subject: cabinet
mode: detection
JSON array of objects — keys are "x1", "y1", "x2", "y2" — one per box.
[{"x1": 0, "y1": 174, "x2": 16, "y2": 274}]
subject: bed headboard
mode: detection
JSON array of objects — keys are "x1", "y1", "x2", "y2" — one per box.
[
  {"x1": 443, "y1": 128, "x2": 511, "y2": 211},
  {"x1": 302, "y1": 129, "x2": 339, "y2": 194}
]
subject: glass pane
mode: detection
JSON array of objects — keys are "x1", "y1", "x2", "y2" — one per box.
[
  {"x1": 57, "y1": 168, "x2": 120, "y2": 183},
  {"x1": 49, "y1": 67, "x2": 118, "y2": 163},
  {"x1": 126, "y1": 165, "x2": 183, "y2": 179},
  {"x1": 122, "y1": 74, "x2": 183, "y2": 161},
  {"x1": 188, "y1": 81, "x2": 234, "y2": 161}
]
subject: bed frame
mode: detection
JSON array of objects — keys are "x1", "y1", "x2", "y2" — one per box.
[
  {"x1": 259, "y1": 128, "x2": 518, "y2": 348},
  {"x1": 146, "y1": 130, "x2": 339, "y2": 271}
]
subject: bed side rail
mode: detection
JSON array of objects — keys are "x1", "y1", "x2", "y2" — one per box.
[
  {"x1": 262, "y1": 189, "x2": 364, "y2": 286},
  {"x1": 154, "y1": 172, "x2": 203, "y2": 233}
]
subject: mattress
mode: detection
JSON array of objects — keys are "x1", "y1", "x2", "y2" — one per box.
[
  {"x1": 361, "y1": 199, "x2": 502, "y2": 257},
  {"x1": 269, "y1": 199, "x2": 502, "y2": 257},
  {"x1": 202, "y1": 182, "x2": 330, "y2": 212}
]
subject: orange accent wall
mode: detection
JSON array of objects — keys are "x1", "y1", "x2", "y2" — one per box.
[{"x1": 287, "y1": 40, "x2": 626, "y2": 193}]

***

What the exercise asks
Give the material again from the line with "subject: bed headboard" through the end of the material, renaming "glass pane" as "window pane" and leaving everything else unchanged.

Completed exercise
subject: bed headboard
mode: detection
JSON array of objects — keys are "x1", "y1", "x2", "y2" — one per box.
[
  {"x1": 443, "y1": 128, "x2": 511, "y2": 211},
  {"x1": 302, "y1": 129, "x2": 339, "y2": 194}
]
subject: window pane
mode: detection
JSON array of objects — keys are "x1", "y1", "x2", "y2" — one per box.
[
  {"x1": 57, "y1": 168, "x2": 120, "y2": 183},
  {"x1": 49, "y1": 67, "x2": 118, "y2": 163},
  {"x1": 126, "y1": 165, "x2": 183, "y2": 179},
  {"x1": 122, "y1": 74, "x2": 183, "y2": 161},
  {"x1": 188, "y1": 81, "x2": 234, "y2": 161}
]
subject: bed frame
mode: detection
JSON array of objects — keys are "x1", "y1", "x2", "y2" — one per box.
[
  {"x1": 259, "y1": 128, "x2": 518, "y2": 348},
  {"x1": 146, "y1": 130, "x2": 339, "y2": 271}
]
subject: bed side rail
mode: detection
JSON array of objects — keys are "x1", "y1", "x2", "y2" — one per box.
[
  {"x1": 262, "y1": 189, "x2": 364, "y2": 286},
  {"x1": 154, "y1": 172, "x2": 203, "y2": 233}
]
subject: mattress
mode: detection
JSON array of objects — keys are "x1", "y1", "x2", "y2" — one per box.
[
  {"x1": 361, "y1": 199, "x2": 502, "y2": 257},
  {"x1": 269, "y1": 199, "x2": 502, "y2": 257},
  {"x1": 202, "y1": 182, "x2": 330, "y2": 212}
]
subject: orange accent wall
mode: detection
JSON array of objects — keys are "x1", "y1", "x2", "y2" — one per box.
[{"x1": 287, "y1": 40, "x2": 626, "y2": 193}]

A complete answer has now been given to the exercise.